Imagine if America right now was hearing press conferences where the Democrats and those supporting it and the president was not just meeting with Sinema four times, but he actually had in the White House people from their state and meeting with them and telling them, and then those people came out and advocated for the bill, those people came out in front of the mic. That’s the kind of moral power and agency that poor and low-wealth people have. And I don’t understand for the life of me why his handlers are blocking this. We’ve offered it to them for months. I don’t understand why in the world they don’t let the people speak.

Abraham Lincoln — when we met with Pelosi, she reminded us Abraham Lincoln said public sentiment is everything. This notion of holding the line, you know where that came from? That came from a woman from Texas and a woman from West Virginia that said it to Nancy Pelosi. “Hold the line. Do not allow one of these bills to happen without the other. Don’t throw us under the bus. Don’t run over us. We’ve already been hit hard through COVID.” These are the people they should speak. And I pray that if this goes past this week, Democrats will retool their messaging, will retool their focus, will let the people speak.
= = = = = = =
■ Check your understanding:
a) List every person named in the passage on letting the people speak.
b) Write the next few sentences of the passage on letting the people speak, picking up after its final sentence.

■ Material supplied:
= = = = = = =
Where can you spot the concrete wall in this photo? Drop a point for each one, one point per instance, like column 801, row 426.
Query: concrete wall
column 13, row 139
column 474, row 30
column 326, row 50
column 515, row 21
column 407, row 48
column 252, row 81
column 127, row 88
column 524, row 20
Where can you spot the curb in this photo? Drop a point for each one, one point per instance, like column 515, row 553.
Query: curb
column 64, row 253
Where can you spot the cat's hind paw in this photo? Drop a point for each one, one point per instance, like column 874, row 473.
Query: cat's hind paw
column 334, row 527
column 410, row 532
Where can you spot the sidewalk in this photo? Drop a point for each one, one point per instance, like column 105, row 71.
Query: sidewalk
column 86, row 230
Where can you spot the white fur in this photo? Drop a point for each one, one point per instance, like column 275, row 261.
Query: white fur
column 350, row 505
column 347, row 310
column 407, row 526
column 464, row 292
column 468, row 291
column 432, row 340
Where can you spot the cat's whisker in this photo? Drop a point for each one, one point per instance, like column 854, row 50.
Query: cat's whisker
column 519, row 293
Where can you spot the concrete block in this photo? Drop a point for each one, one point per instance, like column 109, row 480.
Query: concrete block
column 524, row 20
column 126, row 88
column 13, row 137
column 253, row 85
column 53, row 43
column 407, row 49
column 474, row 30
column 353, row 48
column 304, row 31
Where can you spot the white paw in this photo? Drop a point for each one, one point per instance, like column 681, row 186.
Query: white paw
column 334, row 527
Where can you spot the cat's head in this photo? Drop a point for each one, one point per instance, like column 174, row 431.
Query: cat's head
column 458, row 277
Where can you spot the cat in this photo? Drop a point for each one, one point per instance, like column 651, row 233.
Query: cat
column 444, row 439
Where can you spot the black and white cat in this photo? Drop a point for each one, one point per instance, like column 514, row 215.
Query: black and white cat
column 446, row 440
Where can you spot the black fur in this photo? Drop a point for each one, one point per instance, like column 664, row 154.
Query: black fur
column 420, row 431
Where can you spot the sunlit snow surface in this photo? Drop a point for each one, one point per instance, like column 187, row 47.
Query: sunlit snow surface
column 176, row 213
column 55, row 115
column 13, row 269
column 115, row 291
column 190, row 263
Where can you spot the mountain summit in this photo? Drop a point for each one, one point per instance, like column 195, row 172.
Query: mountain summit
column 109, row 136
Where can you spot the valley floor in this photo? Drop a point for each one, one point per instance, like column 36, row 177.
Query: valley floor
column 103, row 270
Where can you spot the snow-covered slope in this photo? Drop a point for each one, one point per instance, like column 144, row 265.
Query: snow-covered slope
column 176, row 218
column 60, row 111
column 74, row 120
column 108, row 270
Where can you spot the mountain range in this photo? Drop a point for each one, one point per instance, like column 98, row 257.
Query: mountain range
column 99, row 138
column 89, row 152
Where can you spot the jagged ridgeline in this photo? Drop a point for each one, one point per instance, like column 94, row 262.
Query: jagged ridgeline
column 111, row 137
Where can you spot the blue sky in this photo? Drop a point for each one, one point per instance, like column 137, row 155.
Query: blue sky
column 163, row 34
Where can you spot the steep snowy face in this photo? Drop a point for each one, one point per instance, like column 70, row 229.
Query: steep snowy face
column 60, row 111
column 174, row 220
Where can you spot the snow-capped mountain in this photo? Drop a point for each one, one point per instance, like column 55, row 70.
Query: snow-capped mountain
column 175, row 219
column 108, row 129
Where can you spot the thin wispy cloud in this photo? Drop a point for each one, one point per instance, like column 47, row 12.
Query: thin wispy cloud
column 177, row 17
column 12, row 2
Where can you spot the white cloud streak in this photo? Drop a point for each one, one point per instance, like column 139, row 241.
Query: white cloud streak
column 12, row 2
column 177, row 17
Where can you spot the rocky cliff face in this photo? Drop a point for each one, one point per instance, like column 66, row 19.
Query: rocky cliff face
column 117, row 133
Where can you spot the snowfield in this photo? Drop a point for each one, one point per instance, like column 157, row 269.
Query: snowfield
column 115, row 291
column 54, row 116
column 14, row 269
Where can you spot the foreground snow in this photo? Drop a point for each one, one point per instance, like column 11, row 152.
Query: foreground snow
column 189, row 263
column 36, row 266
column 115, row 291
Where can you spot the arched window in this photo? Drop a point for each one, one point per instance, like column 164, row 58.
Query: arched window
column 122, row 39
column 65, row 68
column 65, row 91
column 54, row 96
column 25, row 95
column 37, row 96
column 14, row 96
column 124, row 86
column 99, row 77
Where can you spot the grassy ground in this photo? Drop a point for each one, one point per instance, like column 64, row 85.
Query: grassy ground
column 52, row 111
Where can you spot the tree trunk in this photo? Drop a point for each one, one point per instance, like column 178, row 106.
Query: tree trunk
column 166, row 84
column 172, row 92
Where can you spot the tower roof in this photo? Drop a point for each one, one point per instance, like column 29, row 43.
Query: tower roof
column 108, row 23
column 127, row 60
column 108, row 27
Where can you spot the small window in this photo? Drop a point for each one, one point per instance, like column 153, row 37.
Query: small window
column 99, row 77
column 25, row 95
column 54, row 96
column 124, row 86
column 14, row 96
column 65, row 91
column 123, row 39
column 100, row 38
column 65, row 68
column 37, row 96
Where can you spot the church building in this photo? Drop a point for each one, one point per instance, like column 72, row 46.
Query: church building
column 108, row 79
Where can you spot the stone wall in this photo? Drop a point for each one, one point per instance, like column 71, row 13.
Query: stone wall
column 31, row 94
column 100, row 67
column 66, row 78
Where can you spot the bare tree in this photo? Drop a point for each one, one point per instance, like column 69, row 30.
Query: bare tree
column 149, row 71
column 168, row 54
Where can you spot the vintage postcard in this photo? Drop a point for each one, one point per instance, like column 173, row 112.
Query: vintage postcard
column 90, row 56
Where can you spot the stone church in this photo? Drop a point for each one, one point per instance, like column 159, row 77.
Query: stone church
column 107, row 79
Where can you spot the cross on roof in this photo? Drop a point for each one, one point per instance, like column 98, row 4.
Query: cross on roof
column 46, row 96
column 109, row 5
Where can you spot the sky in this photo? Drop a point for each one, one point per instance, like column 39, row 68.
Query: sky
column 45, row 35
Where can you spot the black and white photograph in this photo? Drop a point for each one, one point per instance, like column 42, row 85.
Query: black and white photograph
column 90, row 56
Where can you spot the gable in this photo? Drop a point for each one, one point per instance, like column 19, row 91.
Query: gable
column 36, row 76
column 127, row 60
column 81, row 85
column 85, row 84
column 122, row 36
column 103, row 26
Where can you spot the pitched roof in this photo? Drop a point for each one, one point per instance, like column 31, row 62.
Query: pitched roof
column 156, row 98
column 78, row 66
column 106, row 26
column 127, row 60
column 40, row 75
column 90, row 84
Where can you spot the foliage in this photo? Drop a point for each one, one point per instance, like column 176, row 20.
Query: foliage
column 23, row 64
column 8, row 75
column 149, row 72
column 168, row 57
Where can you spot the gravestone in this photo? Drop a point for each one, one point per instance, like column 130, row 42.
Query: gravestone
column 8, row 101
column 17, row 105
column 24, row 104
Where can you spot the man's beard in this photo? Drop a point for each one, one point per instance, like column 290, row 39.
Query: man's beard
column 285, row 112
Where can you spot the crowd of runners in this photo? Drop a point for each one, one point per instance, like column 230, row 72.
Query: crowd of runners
= = = = = = =
■ Exercise answers:
a) Sinema, Abraham Lincoln, Nancy Pelosi

b)
We can help them. We can bring the people that could turn the conscience of this nation, because this is not about, again, Democrat — I mean, moderate versus liberal. This is about what kind of democracy we’re going to be and who we’re going to be. And we need to get away from just “Is it $3.5 trillion or $2.5 trillion?” Who will be hurt? What will happen if we don’t do this? What is the cost, long term, if we do not do this, if we do not lift the people that have been so beaten down, even before COVID, and have been beaten down even worse after COVID? That is the question of our day. And that is the crisis of this democracy that we’re in right now.

AMY GOODMAN: Reverend Dr. William Barber, I want to thank you for being with us, co-chair of the Poor People’s Campaign, president of Repairers of the Breach.